Gather every line in the records below that contains the word "body", and copy each one unchanged.
<<<<
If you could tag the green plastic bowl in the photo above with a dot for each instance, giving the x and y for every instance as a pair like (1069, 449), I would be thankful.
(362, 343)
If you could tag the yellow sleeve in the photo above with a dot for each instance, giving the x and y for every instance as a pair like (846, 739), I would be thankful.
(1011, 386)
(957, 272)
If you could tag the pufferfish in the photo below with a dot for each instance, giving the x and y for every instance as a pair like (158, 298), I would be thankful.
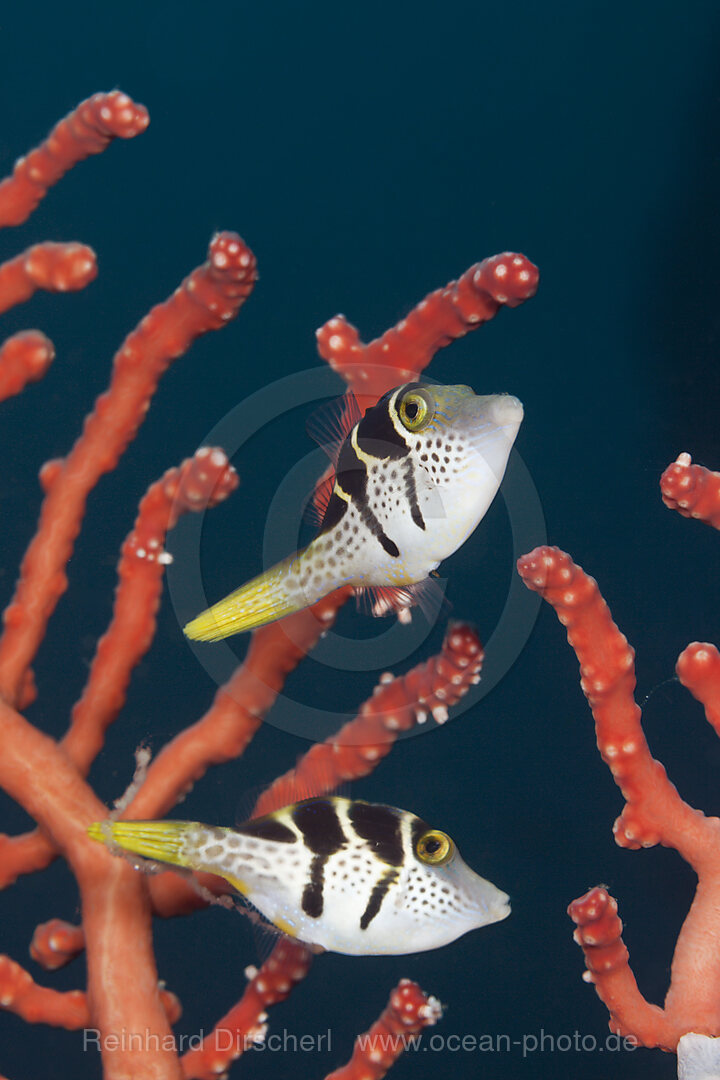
(412, 478)
(340, 874)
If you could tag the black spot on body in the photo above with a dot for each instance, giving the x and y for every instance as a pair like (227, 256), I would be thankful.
(334, 514)
(377, 896)
(317, 820)
(312, 894)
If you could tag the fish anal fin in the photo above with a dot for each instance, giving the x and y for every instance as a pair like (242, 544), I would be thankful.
(429, 595)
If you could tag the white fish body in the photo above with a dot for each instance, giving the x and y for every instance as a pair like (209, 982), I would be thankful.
(344, 875)
(413, 478)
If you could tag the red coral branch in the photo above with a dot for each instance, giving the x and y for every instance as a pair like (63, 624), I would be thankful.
(406, 350)
(55, 268)
(653, 813)
(245, 1024)
(123, 993)
(24, 358)
(89, 129)
(406, 1014)
(206, 300)
(396, 705)
(693, 490)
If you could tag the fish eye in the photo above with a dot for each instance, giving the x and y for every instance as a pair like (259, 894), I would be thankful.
(434, 848)
(416, 409)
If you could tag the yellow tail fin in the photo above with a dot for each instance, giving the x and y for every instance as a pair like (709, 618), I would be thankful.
(152, 839)
(262, 599)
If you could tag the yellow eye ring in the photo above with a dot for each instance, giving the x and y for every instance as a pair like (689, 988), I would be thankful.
(416, 409)
(434, 848)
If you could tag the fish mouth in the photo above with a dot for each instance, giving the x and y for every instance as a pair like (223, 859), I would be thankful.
(502, 410)
(505, 408)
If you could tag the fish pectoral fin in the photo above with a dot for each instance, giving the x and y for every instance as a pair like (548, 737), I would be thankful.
(261, 601)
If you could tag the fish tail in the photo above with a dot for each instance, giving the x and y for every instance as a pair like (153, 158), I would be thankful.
(261, 601)
(161, 840)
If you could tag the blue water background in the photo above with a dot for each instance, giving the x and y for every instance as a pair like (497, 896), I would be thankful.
(369, 153)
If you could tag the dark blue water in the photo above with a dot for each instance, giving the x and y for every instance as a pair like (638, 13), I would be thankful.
(369, 153)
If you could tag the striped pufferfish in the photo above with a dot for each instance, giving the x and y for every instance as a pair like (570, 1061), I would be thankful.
(412, 478)
(344, 875)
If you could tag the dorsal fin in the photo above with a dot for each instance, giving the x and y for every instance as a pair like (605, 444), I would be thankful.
(330, 424)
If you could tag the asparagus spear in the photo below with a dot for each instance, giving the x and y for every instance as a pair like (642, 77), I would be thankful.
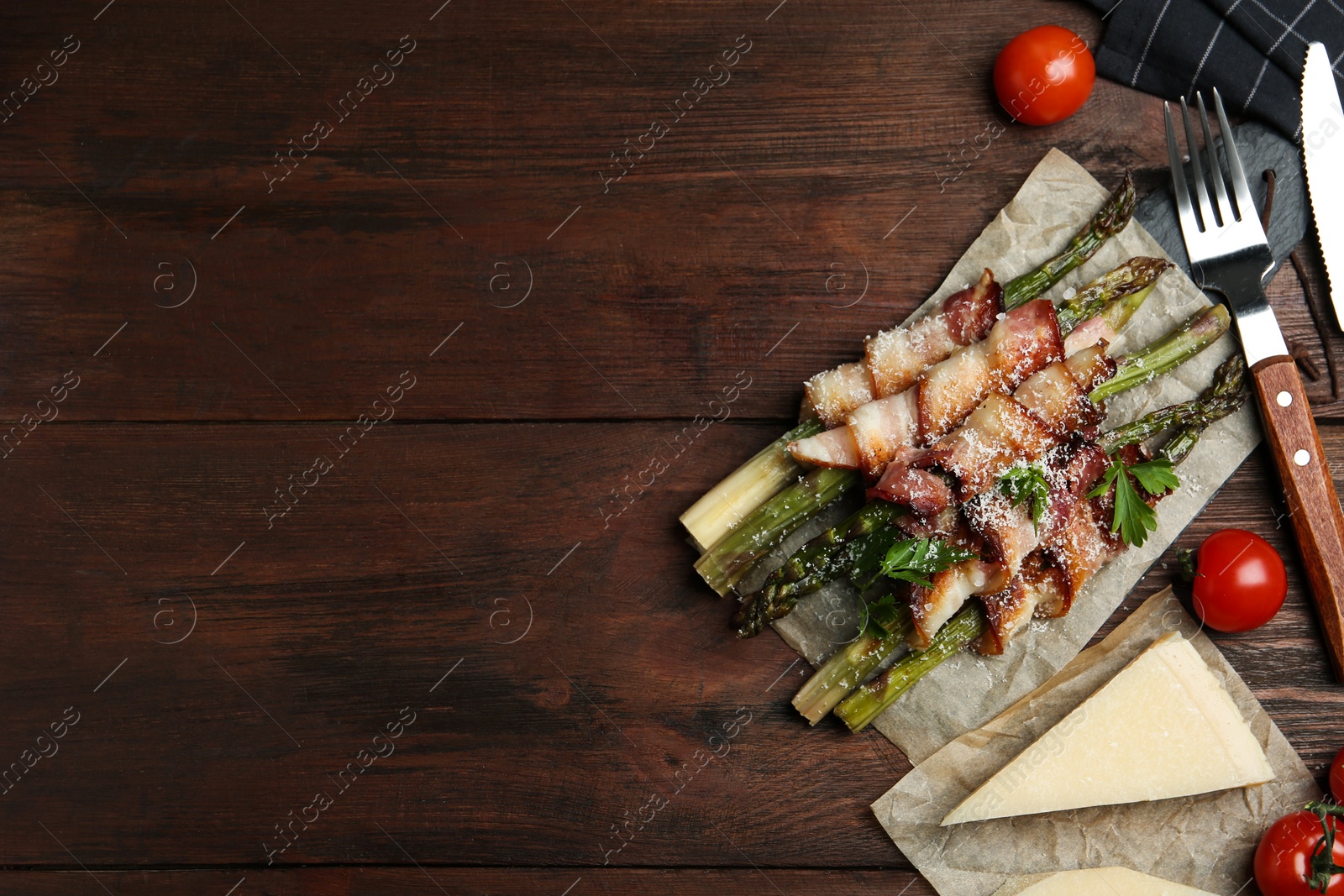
(1133, 280)
(1200, 331)
(727, 506)
(853, 550)
(1108, 222)
(730, 559)
(867, 701)
(1115, 297)
(1218, 401)
(850, 665)
(723, 506)
(1223, 396)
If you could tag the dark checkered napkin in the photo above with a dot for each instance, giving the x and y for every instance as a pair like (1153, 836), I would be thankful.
(1250, 50)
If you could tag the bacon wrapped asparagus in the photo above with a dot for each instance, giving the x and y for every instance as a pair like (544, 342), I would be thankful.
(1054, 405)
(1079, 537)
(1019, 344)
(732, 503)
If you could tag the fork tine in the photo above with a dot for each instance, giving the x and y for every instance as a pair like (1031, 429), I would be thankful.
(1206, 210)
(1215, 170)
(1189, 224)
(1245, 204)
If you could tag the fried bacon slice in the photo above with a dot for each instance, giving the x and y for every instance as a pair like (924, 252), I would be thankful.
(931, 607)
(1014, 570)
(894, 359)
(898, 356)
(1019, 344)
(1043, 412)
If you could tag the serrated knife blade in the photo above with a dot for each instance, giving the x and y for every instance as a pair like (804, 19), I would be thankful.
(1323, 147)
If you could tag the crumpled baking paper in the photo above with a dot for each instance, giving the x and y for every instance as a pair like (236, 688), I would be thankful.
(968, 689)
(1205, 841)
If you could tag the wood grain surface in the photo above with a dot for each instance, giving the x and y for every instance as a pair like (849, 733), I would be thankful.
(228, 584)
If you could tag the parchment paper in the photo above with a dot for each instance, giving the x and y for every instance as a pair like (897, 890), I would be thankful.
(968, 691)
(1203, 841)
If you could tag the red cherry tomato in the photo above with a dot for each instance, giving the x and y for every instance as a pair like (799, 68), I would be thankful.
(1045, 76)
(1240, 580)
(1284, 856)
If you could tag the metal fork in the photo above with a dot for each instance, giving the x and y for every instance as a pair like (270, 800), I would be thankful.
(1226, 244)
(1230, 255)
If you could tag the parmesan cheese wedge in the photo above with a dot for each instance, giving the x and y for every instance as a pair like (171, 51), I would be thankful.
(1163, 727)
(1102, 882)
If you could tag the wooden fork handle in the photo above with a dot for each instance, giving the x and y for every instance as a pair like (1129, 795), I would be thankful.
(1310, 488)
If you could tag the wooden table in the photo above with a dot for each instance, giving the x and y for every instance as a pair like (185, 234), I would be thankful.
(347, 425)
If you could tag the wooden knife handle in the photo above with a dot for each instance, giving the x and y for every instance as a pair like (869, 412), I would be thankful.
(1310, 488)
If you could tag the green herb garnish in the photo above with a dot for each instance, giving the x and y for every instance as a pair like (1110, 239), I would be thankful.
(1027, 484)
(918, 559)
(1133, 519)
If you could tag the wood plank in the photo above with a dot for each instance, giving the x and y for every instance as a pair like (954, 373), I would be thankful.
(319, 631)
(434, 882)
(776, 191)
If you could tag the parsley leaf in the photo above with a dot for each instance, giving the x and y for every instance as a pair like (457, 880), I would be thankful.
(918, 559)
(1027, 484)
(1156, 476)
(1133, 519)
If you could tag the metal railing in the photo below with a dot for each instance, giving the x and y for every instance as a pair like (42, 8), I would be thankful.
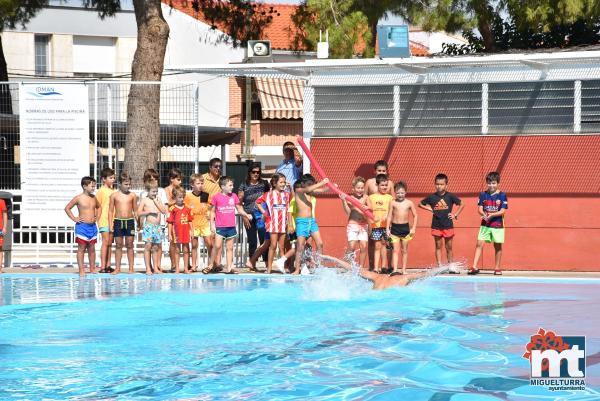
>>>>
_WORKED ANSWER_
If you could tag the black spot on body in the photo above with a dot for each instance, giving the x and y for every instance as a pair like (227, 256), I would be thankful.
If you could tag the white fish body in the photo above with a dot for each instance, giving the x and y for every instance as a pair like (209, 982), I would be thankful.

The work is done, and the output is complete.